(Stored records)
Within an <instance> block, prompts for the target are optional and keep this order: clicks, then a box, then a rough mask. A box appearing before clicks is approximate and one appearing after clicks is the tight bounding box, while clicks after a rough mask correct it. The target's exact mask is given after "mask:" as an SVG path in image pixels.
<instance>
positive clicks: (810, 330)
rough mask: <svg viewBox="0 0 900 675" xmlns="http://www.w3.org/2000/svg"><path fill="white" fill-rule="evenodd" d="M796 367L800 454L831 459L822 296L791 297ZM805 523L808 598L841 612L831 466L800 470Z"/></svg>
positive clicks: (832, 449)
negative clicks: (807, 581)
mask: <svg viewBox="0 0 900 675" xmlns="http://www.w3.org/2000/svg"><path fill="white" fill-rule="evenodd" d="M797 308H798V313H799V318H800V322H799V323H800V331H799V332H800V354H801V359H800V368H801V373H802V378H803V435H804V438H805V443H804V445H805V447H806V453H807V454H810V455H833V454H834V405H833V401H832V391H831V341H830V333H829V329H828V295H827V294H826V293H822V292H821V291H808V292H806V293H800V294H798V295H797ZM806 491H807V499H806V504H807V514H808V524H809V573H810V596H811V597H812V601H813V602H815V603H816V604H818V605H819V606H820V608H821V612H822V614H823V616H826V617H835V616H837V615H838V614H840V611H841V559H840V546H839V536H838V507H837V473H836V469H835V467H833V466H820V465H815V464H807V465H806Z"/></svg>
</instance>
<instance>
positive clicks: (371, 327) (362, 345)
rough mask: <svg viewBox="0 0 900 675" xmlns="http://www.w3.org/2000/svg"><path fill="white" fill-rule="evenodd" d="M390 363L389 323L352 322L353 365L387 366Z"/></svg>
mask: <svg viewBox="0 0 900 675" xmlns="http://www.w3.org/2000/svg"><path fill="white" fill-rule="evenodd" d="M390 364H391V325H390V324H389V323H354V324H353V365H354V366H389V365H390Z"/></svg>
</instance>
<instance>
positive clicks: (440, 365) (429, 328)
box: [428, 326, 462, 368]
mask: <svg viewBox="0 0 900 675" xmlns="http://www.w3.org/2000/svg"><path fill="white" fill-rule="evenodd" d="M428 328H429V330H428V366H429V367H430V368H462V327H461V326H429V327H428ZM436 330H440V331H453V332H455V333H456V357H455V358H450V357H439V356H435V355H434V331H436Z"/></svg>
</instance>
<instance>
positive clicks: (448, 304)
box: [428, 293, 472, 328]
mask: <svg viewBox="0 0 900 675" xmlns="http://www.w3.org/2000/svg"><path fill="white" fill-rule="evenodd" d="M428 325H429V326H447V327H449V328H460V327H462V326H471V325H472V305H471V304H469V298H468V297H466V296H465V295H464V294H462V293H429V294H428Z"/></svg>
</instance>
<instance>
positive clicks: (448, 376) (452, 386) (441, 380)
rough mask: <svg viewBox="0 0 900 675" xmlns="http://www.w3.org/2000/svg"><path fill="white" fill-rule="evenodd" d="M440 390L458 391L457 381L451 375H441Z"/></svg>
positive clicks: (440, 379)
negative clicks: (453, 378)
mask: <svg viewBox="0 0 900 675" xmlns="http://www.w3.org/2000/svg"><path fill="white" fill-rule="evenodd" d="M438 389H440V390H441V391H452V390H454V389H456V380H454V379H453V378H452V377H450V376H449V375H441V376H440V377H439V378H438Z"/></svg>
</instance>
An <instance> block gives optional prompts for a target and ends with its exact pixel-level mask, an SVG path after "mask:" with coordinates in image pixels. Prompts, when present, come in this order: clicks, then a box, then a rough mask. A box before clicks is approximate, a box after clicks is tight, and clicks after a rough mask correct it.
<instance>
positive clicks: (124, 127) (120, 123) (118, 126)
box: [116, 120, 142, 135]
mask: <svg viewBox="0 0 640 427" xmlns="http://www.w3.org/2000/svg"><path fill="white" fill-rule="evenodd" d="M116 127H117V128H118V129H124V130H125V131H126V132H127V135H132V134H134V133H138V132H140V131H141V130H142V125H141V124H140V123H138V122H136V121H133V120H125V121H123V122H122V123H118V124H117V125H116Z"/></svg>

▶ EXERCISE AIM:
Restate the records above verbatim up to and including the line containing "positive clicks: (832, 449)".

▶ THE COMPLETED TASK:
Within an <instance> block, prompts for the target are optional and keep this order: clicks, then a box, then a rough mask. A box appearing before clicks is approximate and one appearing after clicks is the tight bounding box, while clicks after a rough mask correct it. The target's exact mask is given after "mask:" as an SVG path in image pixels.
<instance>
positive clicks: (810, 330)
rough mask: <svg viewBox="0 0 900 675" xmlns="http://www.w3.org/2000/svg"><path fill="white" fill-rule="evenodd" d="M796 367L800 454L831 459L822 296L791 297ZM805 523L808 598L841 612L831 466L800 470Z"/></svg>
positive clicks: (832, 449)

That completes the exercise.